__WHAT NEEDS TO BE DONE__. Lines holding the string "wheel": copy each one from the listing below.

__THE DATA__.
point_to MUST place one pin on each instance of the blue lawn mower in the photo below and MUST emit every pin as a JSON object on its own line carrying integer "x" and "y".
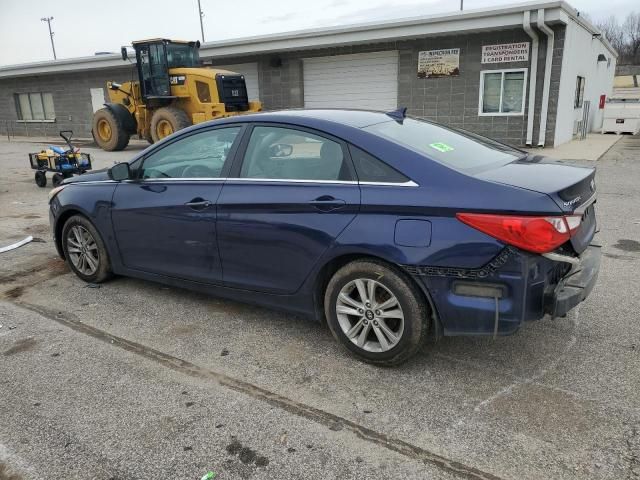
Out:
{"x": 64, "y": 162}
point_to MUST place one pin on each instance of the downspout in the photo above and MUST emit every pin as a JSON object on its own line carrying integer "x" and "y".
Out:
{"x": 547, "y": 77}
{"x": 526, "y": 25}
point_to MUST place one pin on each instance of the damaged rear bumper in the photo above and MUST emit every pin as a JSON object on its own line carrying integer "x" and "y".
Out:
{"x": 576, "y": 285}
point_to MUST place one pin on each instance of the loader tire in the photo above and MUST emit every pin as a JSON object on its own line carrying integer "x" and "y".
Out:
{"x": 168, "y": 120}
{"x": 108, "y": 131}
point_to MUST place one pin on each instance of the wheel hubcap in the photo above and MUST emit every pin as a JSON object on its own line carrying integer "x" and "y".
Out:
{"x": 83, "y": 250}
{"x": 370, "y": 315}
{"x": 104, "y": 130}
{"x": 164, "y": 129}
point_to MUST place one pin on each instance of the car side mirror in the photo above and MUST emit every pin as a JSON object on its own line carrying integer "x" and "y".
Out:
{"x": 119, "y": 172}
{"x": 280, "y": 150}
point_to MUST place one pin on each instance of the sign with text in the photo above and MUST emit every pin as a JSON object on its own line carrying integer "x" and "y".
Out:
{"x": 439, "y": 63}
{"x": 506, "y": 52}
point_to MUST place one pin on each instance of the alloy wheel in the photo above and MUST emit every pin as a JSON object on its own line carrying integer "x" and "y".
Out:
{"x": 83, "y": 250}
{"x": 370, "y": 315}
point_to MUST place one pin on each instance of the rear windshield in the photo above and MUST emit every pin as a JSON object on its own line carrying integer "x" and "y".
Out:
{"x": 458, "y": 149}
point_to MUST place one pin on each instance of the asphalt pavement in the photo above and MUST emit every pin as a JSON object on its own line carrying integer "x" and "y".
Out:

__COMPLETED TASK__.
point_to MUST place one pin on each instance of the wheel hubcap in the photo above and MUST emit every pin as a JSON object on its own line carrying integer "x" and "y".
point_to MUST place one pin on each instance of the alloy wheel in the photo above and MUST emit every pin as a JSON object on its own line carrying integer "x" and "y".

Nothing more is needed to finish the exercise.